● **EXERCISE TASK**: Could you copy out the lines in the records below verbatim, starting at the line containing "of the window" and continuing through the end of the records?

## START DATA SHOWN

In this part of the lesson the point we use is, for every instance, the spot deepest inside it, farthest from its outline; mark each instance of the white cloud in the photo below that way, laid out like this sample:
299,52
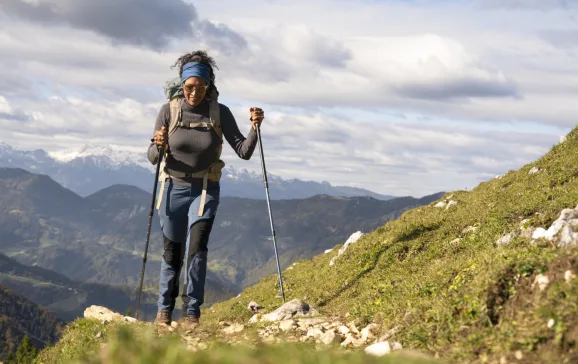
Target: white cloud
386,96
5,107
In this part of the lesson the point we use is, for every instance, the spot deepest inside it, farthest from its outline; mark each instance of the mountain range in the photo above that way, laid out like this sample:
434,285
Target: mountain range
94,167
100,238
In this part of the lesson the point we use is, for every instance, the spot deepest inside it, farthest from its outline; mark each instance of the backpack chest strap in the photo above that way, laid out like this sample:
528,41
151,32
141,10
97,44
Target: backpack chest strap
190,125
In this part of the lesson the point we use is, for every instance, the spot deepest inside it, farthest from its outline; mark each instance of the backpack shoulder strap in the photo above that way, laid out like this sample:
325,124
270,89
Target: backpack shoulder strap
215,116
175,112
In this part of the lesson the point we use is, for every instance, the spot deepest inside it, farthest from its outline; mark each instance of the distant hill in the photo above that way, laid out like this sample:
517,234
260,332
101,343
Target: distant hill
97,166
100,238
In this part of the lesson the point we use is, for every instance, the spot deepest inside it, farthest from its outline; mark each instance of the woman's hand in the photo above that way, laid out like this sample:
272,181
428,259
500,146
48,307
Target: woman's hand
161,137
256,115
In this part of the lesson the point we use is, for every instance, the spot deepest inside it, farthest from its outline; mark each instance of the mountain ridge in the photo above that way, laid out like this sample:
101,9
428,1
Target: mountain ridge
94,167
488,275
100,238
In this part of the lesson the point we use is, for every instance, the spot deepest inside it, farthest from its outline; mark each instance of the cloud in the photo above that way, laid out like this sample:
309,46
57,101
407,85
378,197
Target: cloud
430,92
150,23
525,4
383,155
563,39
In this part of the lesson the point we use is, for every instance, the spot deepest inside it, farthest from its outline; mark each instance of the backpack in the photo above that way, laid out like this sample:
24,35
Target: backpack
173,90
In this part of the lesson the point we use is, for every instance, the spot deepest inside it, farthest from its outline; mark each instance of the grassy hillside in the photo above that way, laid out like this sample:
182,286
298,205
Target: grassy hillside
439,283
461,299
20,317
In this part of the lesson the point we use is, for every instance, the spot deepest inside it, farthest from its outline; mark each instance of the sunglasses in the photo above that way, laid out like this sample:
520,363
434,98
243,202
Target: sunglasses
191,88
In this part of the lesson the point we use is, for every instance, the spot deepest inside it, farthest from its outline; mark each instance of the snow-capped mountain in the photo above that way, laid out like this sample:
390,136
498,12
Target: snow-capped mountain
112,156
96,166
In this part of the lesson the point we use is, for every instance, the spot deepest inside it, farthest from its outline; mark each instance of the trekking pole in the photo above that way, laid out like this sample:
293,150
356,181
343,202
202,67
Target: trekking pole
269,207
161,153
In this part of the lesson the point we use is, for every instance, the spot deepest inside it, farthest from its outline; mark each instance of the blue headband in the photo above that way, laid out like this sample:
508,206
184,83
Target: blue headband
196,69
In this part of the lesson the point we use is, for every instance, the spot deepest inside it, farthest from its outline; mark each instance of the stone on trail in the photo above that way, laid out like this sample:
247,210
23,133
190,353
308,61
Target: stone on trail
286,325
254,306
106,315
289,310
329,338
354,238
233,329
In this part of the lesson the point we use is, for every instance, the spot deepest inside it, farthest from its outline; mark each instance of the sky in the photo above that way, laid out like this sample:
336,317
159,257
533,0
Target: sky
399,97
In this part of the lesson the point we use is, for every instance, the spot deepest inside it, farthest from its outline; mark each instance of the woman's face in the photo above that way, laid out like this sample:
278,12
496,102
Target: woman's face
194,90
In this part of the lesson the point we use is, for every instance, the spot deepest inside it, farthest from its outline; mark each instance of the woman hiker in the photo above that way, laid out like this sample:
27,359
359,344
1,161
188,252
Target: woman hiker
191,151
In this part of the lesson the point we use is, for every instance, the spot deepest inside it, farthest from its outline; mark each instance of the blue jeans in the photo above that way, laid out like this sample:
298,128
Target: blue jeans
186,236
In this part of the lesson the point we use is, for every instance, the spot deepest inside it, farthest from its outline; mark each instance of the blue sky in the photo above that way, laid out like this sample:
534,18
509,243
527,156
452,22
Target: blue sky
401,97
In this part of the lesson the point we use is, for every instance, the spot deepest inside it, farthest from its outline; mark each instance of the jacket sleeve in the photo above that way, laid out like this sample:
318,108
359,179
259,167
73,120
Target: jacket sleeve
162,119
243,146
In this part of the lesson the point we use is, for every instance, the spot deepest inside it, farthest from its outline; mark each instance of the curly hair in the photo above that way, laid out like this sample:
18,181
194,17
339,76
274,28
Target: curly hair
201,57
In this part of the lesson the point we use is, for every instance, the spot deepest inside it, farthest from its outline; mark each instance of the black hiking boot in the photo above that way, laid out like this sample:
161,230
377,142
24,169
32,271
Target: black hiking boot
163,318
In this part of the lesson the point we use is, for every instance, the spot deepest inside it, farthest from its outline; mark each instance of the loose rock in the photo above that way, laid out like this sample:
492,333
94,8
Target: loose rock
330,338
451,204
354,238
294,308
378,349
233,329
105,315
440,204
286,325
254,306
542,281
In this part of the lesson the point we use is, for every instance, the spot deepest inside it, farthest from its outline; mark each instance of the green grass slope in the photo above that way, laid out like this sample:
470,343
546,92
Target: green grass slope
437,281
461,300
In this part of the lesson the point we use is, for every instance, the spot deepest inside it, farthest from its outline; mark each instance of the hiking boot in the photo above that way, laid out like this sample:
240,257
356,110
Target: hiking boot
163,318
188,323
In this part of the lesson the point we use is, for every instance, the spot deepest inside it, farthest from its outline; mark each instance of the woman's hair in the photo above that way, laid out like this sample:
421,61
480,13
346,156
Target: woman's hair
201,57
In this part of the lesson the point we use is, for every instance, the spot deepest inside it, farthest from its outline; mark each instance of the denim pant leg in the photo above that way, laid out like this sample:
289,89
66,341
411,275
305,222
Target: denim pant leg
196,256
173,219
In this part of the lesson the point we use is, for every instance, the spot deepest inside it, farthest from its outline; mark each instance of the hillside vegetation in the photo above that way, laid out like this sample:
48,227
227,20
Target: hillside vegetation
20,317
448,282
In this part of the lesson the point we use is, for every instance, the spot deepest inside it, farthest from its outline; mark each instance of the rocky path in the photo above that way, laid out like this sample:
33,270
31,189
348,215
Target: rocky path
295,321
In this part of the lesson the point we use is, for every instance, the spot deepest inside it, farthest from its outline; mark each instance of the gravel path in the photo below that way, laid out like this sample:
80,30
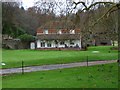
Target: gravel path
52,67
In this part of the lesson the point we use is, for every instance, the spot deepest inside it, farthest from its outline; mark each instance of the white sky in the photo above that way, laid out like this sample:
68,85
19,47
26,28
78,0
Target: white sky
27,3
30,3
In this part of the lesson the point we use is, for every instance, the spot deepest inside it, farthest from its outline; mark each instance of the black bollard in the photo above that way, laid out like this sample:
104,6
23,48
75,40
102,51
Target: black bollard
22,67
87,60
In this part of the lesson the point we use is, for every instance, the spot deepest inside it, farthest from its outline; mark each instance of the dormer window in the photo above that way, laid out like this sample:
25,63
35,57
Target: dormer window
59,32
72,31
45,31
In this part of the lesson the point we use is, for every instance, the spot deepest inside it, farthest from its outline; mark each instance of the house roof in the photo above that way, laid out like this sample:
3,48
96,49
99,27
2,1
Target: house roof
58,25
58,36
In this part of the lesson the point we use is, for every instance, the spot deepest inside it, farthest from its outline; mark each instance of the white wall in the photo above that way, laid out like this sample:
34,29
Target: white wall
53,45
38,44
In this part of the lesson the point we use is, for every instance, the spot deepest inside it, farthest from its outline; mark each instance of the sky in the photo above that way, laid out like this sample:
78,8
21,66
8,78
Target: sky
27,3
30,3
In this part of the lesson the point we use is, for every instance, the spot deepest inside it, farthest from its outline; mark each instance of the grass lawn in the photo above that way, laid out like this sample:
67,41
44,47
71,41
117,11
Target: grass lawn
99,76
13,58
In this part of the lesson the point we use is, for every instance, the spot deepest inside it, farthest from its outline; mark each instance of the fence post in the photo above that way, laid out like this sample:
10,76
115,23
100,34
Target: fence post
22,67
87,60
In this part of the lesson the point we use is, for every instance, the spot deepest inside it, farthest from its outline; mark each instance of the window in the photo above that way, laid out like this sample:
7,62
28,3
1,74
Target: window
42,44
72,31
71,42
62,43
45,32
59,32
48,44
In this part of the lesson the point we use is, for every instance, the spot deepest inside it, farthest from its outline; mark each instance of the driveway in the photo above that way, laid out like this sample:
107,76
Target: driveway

## END DATA SHOWN

● **THE ANSWER**:
In this part of the lesson the point we use is, for every instance, the spot deepest inside it, farthest from its outline; mark each instance of the window in the photo above that way, laid out like this sample:
7,62
28,3
1,74
Target: window
42,44
72,31
71,42
62,43
45,32
59,32
48,44
In this part of the lesson the point we use is, for every instance, the spot deepest inside it, farthest from its outline; mark each instance of the driveway in the photo above that way, laid out like this sample:
107,76
Target: driveway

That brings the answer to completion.